**DIRECTIONS**
Print the data that follows without changing a single word.

>>>>>

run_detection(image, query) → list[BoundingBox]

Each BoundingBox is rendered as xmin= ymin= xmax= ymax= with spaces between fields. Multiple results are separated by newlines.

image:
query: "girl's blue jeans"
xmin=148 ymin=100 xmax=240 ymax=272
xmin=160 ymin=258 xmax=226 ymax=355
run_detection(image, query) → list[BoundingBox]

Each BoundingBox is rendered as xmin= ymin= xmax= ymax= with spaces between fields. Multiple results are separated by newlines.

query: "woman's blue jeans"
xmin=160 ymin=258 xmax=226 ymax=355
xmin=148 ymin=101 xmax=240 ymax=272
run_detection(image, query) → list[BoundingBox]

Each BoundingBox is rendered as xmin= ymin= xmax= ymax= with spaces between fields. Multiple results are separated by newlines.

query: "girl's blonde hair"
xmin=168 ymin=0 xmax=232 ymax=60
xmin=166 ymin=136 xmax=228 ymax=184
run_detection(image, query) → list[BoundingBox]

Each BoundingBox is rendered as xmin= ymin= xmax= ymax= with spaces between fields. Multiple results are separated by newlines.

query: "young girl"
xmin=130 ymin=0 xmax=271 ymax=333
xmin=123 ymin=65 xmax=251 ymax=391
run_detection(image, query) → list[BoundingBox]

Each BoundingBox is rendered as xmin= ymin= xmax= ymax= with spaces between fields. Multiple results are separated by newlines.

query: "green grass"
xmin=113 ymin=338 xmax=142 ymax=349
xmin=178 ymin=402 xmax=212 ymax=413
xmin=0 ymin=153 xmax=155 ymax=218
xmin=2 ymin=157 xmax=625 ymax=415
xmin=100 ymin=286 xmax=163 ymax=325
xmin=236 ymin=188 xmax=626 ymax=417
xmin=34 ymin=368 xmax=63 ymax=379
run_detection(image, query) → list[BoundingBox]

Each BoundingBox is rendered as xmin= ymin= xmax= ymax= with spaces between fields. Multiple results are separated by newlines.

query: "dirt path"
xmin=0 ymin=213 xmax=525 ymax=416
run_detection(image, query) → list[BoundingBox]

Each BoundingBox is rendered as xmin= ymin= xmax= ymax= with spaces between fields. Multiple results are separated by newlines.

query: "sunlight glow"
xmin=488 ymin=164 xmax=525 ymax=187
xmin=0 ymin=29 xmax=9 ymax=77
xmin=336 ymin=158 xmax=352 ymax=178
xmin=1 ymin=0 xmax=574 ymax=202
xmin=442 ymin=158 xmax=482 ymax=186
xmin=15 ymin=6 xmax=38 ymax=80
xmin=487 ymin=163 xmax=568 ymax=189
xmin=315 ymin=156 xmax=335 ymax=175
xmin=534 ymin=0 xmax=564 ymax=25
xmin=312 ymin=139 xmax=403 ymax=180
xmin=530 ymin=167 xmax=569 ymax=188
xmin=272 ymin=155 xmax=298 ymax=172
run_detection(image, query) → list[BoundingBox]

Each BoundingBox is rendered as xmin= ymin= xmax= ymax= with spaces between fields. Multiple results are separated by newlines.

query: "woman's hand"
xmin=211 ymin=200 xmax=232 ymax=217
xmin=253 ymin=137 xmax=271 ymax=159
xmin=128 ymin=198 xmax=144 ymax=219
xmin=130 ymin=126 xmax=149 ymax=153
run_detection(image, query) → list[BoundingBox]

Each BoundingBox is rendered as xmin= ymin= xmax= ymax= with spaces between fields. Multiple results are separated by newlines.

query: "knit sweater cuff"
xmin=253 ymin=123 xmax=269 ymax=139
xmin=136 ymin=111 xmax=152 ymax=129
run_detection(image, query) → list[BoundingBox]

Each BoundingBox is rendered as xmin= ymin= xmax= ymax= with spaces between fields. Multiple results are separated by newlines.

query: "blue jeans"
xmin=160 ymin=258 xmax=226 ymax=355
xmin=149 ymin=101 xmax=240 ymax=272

<<<<<

**WRITTEN SOLUTION**
run_detection(image, query) → list[BoundingBox]

Each BoundingBox is rendered as xmin= ymin= xmax= ymax= with spaces between fields. Multiple results are separated by newlines.

image:
query: "girl's blue jeans"
xmin=148 ymin=100 xmax=240 ymax=272
xmin=160 ymin=258 xmax=226 ymax=355
run_detection(image, query) → list[BoundingBox]

Each BoundingBox is rendered as xmin= ymin= xmax= ymax= with spaces between fields. Multiple results are separated by newlines.

query: "woman's blue jeans"
xmin=160 ymin=258 xmax=226 ymax=355
xmin=148 ymin=101 xmax=240 ymax=272
run_detection(image, query) → list[BoundingBox]

Each BoundingBox is rendered as xmin= ymin= xmax= ymax= with spaces between fields. Multiple results are separated by newlines.

query: "girl's blonde hair"
xmin=168 ymin=0 xmax=232 ymax=60
xmin=166 ymin=136 xmax=228 ymax=184
run_detection(image, query) → list[BoundingBox]

Each BoundingBox is rendered as xmin= ymin= xmax= ymax= with spaces between fields. Multiple results are separated by newlines.

query: "young girl"
xmin=130 ymin=0 xmax=271 ymax=333
xmin=123 ymin=65 xmax=251 ymax=391
run_detection(image, query) → list[BoundingBox]

Each BoundingBox is rendered as xmin= ymin= xmax= ymax= with spaces between fields. Multiple results are separated by newlines.

query: "green grass"
xmin=113 ymin=338 xmax=142 ymax=349
xmin=178 ymin=402 xmax=212 ymax=413
xmin=0 ymin=153 xmax=155 ymax=218
xmin=2 ymin=157 xmax=625 ymax=415
xmin=100 ymin=286 xmax=163 ymax=325
xmin=236 ymin=188 xmax=626 ymax=417
xmin=34 ymin=368 xmax=63 ymax=379
run_detection(image, query) → list[BoundingBox]

Each BoundingBox is rendered as xmin= ymin= xmax= ymax= with spaces between fields. Multiple results are separated by newlines.

query: "dirt path"
xmin=0 ymin=213 xmax=525 ymax=416
run_detection(image, query) → list[BoundingBox]

Each BoundingBox is rendered as xmin= ymin= xmax= ymax= with spaces between fields. Multiple results are separated by newlines.

query: "sunlight glow"
xmin=488 ymin=164 xmax=525 ymax=187
xmin=0 ymin=29 xmax=9 ymax=77
xmin=336 ymin=158 xmax=352 ymax=178
xmin=1 ymin=0 xmax=574 ymax=202
xmin=442 ymin=158 xmax=482 ymax=186
xmin=15 ymin=6 xmax=38 ymax=80
xmin=487 ymin=163 xmax=568 ymax=189
xmin=315 ymin=156 xmax=335 ymax=175
xmin=534 ymin=0 xmax=564 ymax=25
xmin=312 ymin=139 xmax=403 ymax=180
xmin=530 ymin=167 xmax=569 ymax=188
xmin=272 ymin=155 xmax=298 ymax=172
run_detection(image, query) → list[BoundingBox]

Each BoundingBox is rendered as xmin= ymin= xmax= ymax= with spaces between fields. Multiple results are separated by newlines.

query: "woman's hand"
xmin=211 ymin=200 xmax=232 ymax=217
xmin=253 ymin=137 xmax=271 ymax=159
xmin=128 ymin=198 xmax=144 ymax=219
xmin=130 ymin=126 xmax=149 ymax=153
run_detection(image, query) → list[BoundingBox]

Each BoundingBox is rendered as xmin= ymin= xmax= ymax= with spaces between fields. Multiple results are separated by newlines.

query: "knit sweater cuff"
xmin=253 ymin=123 xmax=269 ymax=139
xmin=136 ymin=111 xmax=152 ymax=129
run_detection(image, query) → list[BoundingBox]

Each BoundingBox is rendered as xmin= ymin= xmax= ymax= with spaces between fields. Multiple results are separated by newlines.

query: "blue jeans"
xmin=160 ymin=258 xmax=226 ymax=355
xmin=149 ymin=101 xmax=240 ymax=272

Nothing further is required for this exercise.